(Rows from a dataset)
----------
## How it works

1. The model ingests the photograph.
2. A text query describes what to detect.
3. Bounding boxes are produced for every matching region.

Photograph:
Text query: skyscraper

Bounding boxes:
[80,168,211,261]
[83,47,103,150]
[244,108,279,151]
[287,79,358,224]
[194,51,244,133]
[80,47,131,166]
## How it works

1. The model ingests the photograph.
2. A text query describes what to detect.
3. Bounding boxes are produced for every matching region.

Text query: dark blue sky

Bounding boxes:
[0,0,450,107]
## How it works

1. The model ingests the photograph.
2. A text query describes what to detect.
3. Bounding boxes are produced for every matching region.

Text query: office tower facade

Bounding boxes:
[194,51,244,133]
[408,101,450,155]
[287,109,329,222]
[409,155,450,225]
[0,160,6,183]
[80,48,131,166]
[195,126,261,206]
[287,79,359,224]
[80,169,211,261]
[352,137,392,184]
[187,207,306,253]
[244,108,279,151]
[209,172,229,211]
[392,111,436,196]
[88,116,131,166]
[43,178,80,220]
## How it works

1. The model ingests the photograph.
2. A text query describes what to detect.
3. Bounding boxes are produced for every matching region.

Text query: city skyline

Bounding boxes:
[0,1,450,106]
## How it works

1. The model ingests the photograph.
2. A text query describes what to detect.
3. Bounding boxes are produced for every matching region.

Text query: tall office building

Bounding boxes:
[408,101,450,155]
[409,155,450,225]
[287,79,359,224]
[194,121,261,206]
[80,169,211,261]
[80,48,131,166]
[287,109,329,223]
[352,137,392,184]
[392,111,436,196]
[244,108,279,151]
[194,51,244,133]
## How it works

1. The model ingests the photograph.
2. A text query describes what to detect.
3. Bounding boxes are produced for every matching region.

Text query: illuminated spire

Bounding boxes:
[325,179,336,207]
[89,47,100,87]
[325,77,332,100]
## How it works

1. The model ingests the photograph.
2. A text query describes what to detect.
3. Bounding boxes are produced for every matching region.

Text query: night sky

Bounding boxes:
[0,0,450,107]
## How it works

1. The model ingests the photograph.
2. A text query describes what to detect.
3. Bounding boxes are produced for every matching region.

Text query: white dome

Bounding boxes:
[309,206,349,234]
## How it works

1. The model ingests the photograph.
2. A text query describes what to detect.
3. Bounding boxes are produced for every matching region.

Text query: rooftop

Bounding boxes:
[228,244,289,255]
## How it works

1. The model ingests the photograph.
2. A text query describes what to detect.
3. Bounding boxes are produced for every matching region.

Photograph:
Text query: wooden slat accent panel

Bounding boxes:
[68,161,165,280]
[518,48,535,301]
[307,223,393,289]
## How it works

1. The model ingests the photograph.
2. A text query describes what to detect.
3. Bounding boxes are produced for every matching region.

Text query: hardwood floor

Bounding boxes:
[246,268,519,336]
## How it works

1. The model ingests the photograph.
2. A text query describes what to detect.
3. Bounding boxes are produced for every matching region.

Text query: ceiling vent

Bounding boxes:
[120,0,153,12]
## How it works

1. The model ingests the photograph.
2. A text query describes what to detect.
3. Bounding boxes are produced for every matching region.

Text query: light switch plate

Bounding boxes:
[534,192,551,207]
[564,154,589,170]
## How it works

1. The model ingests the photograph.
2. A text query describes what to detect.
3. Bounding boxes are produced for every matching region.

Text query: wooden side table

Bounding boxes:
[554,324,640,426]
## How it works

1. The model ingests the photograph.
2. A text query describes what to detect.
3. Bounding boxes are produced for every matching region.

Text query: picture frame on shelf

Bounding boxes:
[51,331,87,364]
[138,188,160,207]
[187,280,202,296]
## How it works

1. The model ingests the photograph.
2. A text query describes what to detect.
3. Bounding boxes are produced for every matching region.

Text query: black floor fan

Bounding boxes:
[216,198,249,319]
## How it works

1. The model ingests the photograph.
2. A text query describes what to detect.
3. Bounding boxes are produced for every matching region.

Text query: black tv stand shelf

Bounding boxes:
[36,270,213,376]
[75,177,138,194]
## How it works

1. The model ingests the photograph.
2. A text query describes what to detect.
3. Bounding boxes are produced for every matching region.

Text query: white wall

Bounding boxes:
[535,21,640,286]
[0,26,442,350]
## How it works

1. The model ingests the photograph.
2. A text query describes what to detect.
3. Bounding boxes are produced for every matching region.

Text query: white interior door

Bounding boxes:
----------
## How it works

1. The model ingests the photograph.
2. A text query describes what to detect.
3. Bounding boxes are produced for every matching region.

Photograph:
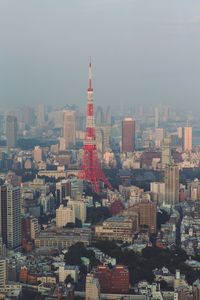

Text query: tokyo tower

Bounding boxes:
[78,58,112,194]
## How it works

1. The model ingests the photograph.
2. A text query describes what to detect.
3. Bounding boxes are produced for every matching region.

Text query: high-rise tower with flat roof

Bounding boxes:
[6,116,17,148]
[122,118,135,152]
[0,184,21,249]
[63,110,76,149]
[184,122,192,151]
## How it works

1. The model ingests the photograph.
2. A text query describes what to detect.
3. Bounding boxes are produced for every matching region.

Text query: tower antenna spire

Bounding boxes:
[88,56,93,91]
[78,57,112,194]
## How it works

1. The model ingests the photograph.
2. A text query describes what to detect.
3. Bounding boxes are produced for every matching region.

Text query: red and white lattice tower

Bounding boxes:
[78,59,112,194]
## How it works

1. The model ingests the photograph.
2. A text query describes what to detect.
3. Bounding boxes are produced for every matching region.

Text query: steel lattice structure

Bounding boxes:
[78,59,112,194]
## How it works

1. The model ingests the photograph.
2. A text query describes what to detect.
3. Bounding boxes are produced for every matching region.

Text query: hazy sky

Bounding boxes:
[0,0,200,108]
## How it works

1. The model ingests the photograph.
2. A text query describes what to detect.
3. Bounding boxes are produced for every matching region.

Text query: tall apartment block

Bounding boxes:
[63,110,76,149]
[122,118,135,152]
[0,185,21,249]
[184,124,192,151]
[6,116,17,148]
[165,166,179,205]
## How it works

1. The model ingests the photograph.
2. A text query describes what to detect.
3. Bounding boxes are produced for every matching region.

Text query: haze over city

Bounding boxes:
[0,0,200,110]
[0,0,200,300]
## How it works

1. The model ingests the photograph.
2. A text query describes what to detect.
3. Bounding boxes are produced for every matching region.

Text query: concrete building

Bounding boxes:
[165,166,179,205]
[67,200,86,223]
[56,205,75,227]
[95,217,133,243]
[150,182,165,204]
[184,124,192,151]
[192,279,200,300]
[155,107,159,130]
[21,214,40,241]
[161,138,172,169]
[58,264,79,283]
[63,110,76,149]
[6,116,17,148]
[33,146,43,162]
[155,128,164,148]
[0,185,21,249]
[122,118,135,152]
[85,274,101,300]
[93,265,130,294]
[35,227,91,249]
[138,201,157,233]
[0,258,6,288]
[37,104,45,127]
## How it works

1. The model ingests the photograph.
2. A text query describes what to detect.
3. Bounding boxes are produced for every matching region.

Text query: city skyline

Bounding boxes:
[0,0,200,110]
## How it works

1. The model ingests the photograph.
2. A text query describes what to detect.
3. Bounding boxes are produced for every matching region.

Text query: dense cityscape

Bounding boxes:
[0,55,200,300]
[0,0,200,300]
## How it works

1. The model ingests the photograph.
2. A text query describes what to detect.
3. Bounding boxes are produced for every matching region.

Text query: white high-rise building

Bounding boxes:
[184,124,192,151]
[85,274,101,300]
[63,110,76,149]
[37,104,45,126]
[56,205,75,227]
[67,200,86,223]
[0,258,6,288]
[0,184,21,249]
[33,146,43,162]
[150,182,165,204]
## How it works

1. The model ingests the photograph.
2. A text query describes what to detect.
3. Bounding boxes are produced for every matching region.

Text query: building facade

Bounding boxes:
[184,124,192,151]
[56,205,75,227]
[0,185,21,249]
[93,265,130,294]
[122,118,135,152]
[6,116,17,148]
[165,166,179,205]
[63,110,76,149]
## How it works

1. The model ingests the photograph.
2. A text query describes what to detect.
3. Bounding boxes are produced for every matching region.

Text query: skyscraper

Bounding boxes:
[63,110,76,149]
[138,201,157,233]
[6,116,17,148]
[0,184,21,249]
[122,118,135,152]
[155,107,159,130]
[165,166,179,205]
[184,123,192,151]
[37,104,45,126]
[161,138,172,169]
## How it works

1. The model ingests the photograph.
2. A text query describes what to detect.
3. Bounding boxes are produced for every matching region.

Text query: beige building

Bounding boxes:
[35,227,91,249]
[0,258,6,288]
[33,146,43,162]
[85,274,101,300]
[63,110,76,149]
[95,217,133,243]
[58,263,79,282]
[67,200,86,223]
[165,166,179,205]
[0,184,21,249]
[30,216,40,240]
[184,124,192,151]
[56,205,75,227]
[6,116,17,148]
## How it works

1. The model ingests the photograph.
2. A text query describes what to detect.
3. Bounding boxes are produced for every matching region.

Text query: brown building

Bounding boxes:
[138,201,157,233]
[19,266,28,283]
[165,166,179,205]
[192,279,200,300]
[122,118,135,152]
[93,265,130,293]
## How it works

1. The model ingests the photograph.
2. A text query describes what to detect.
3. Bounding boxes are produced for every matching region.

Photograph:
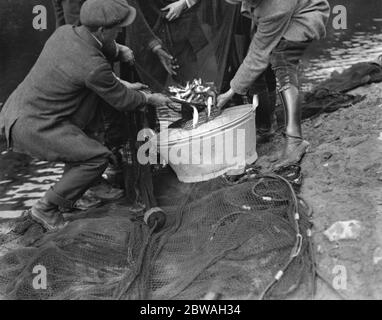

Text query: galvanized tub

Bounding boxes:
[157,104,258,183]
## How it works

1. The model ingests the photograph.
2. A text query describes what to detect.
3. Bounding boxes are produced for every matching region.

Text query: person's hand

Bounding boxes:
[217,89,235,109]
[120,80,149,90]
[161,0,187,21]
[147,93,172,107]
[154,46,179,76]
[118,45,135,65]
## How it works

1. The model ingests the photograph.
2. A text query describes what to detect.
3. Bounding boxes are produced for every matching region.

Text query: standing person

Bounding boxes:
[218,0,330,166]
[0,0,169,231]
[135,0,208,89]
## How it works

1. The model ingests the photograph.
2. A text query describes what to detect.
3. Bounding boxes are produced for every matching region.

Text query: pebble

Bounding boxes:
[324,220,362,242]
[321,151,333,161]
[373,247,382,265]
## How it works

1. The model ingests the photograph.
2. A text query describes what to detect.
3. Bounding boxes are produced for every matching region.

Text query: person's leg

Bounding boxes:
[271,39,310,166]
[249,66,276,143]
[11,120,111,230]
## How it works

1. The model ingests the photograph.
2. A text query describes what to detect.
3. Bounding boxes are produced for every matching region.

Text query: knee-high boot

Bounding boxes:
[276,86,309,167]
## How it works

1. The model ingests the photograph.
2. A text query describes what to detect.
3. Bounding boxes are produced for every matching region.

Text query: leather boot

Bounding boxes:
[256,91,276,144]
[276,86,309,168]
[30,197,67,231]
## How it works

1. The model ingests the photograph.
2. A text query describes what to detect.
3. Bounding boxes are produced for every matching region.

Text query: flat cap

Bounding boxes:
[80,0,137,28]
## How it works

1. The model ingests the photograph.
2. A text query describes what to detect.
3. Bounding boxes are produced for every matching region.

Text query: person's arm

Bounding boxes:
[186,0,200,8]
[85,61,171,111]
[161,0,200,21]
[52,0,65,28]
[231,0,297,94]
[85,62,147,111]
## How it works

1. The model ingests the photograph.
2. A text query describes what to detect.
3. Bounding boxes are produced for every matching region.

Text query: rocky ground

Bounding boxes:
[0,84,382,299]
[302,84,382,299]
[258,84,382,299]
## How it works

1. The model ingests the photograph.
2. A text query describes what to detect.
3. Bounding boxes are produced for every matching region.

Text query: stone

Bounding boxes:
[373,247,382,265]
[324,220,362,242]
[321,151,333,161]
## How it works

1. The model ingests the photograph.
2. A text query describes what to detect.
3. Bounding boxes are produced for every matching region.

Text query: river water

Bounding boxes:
----------
**TO BE DONE**. Pick out every line in the material above that contains the string "high", and copy each one in full.

**RESULT BELOW**.
Text query: high-rise tower with flat roof
Text query: white high-rise building
Text query: knee-high boot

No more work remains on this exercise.